▶ [DIRECTIVE]: Rewrite as a numbered list the lines of the records starting at the line containing "trace city street, every instance" and ending at the line containing "Outlines of the city", including both, with blank lines omitted.

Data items

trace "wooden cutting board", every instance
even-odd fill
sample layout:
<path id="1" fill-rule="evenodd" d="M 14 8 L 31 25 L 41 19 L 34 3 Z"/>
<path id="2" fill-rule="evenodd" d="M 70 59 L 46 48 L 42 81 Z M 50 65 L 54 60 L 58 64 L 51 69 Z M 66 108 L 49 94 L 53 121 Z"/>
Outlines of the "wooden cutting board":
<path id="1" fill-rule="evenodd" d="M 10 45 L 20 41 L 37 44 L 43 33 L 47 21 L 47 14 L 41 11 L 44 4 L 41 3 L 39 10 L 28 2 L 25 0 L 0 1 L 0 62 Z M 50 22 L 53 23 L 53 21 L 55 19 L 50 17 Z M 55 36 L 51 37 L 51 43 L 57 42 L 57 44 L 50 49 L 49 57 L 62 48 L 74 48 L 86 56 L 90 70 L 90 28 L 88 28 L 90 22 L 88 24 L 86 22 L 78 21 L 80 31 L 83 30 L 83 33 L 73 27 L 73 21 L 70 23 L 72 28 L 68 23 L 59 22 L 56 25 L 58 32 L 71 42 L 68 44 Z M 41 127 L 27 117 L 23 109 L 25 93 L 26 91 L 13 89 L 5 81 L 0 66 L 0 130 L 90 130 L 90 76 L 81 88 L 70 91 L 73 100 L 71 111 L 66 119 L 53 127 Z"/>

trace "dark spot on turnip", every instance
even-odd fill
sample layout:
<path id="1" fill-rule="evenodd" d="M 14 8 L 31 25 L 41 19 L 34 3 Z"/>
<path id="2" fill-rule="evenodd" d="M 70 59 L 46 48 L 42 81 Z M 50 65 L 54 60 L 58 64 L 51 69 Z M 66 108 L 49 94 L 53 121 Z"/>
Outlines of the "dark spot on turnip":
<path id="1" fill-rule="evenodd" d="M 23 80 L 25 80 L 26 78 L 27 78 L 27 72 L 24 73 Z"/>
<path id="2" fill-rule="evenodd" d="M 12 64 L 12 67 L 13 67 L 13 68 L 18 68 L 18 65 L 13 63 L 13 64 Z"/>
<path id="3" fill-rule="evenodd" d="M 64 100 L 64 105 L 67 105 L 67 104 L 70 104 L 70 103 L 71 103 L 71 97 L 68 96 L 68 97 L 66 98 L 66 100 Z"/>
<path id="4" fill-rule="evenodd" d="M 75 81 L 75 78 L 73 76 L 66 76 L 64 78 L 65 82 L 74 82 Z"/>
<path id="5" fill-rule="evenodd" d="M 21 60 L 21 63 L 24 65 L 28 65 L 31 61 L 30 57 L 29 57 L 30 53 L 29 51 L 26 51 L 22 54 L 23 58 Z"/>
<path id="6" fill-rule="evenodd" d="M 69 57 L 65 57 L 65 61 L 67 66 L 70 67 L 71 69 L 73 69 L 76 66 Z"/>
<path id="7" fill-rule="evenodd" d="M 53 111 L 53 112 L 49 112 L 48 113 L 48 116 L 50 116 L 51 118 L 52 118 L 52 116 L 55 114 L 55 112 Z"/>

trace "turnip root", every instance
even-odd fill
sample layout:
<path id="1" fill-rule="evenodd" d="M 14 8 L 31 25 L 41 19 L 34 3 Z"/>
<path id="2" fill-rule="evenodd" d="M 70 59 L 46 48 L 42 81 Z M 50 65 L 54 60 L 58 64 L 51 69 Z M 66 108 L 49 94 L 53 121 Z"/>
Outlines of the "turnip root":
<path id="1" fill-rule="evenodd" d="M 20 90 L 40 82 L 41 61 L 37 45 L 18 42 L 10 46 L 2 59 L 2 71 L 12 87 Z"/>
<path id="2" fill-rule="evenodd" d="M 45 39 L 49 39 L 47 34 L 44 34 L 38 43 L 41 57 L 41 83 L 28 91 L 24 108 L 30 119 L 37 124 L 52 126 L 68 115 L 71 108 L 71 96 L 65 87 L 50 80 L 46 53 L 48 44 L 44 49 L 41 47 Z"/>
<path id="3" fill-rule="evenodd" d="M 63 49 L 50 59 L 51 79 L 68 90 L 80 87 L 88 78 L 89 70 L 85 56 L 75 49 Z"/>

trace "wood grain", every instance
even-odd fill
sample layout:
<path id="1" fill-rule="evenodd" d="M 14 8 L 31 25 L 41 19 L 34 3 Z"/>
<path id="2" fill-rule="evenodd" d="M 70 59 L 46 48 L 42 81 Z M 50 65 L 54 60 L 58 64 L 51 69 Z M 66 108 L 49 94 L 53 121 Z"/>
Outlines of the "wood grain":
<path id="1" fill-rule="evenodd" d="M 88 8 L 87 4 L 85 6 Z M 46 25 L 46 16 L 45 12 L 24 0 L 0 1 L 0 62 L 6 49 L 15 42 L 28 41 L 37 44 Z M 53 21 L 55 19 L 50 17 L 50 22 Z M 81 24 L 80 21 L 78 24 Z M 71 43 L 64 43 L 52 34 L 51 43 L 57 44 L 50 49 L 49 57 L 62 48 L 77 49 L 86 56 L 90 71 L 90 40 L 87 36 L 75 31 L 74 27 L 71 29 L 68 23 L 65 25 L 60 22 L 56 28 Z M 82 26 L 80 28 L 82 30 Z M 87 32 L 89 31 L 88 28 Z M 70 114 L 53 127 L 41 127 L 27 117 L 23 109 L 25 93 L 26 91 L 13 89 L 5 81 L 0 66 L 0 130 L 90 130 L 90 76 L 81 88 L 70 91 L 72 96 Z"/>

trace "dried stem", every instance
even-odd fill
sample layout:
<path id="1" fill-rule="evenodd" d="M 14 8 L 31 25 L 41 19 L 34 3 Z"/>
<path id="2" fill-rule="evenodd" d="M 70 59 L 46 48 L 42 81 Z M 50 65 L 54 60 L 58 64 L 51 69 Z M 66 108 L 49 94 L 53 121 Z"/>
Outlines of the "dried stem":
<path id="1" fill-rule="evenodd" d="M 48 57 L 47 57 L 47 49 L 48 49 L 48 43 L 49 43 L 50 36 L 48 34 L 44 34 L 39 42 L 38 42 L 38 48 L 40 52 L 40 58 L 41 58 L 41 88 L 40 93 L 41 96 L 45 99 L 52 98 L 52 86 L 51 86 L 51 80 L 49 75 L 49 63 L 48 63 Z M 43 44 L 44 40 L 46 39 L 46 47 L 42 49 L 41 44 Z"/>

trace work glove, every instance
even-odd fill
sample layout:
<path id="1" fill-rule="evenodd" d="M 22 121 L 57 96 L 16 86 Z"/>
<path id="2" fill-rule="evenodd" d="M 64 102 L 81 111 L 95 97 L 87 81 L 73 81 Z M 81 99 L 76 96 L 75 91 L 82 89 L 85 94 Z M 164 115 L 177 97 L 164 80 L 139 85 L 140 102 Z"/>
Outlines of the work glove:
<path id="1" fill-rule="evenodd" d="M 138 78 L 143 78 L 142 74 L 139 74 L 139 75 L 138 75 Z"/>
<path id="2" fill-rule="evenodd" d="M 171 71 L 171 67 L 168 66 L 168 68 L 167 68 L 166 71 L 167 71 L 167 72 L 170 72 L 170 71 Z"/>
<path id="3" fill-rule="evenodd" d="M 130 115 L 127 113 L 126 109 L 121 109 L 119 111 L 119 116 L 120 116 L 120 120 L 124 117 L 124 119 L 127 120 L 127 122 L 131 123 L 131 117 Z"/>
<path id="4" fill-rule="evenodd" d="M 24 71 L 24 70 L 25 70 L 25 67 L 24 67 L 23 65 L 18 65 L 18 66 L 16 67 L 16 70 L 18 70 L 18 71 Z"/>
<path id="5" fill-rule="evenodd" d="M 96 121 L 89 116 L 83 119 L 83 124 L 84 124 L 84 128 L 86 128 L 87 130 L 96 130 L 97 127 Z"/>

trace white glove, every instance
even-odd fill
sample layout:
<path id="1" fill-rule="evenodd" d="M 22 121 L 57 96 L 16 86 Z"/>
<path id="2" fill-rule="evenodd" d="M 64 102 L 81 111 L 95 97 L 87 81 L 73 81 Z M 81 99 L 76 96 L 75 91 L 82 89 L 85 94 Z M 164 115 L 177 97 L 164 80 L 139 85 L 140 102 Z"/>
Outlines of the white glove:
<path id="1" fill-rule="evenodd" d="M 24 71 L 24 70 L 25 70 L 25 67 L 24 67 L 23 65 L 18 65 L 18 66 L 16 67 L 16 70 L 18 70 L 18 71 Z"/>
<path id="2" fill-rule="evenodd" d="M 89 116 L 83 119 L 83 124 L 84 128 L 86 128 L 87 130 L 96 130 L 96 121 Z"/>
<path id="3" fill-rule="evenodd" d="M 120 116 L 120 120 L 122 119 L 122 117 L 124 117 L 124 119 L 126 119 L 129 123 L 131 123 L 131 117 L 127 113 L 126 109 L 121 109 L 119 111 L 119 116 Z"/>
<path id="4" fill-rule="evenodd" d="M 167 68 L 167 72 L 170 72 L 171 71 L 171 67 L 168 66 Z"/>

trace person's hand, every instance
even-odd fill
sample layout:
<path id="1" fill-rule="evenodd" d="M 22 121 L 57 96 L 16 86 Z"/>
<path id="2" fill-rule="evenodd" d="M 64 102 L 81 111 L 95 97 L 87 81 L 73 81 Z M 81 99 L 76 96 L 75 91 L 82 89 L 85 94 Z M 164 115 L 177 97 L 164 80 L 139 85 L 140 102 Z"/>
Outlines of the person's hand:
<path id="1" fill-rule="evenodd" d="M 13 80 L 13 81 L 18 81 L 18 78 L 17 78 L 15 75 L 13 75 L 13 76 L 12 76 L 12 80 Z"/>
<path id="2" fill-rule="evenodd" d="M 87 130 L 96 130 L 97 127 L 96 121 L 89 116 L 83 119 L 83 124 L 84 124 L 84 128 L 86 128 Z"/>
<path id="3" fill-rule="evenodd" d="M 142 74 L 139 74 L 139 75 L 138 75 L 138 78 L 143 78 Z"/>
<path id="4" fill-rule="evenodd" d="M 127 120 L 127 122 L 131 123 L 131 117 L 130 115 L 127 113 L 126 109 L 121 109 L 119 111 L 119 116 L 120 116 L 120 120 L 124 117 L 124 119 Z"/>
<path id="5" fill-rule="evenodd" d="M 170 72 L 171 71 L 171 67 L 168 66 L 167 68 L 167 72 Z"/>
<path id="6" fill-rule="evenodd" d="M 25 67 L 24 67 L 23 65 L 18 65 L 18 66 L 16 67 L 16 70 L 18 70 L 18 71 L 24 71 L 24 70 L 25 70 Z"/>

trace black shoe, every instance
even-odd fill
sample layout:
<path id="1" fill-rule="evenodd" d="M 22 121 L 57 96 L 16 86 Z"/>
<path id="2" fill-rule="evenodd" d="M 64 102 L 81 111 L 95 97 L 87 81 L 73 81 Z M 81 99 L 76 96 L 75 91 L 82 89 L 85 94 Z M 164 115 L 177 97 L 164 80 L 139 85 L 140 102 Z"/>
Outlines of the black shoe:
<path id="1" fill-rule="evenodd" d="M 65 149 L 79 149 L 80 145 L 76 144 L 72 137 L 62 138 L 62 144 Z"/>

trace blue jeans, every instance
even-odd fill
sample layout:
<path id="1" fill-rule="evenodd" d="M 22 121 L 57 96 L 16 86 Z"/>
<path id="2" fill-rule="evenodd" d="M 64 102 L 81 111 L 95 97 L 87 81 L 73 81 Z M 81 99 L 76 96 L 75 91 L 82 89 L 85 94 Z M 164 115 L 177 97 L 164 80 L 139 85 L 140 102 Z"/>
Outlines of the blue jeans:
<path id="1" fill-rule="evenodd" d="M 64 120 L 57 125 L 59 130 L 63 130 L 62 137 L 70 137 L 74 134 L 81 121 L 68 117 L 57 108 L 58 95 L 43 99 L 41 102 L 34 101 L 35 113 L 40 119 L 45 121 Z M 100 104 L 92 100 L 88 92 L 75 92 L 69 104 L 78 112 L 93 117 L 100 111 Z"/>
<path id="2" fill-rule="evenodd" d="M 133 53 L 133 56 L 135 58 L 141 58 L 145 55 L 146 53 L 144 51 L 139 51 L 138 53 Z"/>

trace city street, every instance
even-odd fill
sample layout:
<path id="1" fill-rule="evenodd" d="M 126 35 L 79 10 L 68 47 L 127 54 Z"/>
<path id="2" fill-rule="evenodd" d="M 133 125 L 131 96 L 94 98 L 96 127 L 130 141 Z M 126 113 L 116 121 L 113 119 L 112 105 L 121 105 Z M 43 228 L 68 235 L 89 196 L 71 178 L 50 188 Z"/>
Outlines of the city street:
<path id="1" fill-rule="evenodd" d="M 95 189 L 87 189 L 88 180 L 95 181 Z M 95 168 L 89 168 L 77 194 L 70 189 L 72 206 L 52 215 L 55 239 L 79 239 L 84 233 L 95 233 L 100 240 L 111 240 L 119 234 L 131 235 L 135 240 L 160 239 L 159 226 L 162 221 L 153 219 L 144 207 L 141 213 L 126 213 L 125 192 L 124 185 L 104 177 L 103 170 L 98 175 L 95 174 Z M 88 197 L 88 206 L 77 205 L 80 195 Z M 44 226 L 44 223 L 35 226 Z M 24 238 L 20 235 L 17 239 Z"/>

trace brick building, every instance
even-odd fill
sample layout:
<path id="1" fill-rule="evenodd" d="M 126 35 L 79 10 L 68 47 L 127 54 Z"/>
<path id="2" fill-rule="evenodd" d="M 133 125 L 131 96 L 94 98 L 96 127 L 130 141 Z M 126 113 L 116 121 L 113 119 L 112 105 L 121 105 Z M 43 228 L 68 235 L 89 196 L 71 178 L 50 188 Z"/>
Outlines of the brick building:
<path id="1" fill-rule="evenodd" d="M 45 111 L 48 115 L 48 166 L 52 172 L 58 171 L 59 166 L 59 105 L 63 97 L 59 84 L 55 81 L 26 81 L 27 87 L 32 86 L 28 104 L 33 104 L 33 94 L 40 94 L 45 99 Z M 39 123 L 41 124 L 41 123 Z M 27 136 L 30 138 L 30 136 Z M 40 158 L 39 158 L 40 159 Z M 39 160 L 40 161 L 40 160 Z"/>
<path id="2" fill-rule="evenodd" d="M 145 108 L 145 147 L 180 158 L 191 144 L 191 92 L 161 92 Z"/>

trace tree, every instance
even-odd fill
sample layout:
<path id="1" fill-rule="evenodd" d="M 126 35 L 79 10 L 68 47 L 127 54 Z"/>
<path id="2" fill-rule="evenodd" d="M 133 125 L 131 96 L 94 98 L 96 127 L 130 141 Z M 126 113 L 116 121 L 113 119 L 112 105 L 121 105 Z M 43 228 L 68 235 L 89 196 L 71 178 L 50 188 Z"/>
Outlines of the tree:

▶ [OUTPUT FOR THIS TASK]:
1. trace city street, every instance
2. even-odd fill
3. sample layout:
4. <path id="1" fill-rule="evenodd" d="M 126 35 L 79 10 L 68 47 L 127 54 Z"/>
5. <path id="2" fill-rule="evenodd" d="M 133 125 L 131 96 L 94 98 L 96 127 L 130 141 Z M 126 113 L 116 121 L 113 119 L 112 105 L 121 105 Z M 43 228 L 68 235 L 89 196 L 71 178 L 50 188 Z"/>
6. Outlines of the city street:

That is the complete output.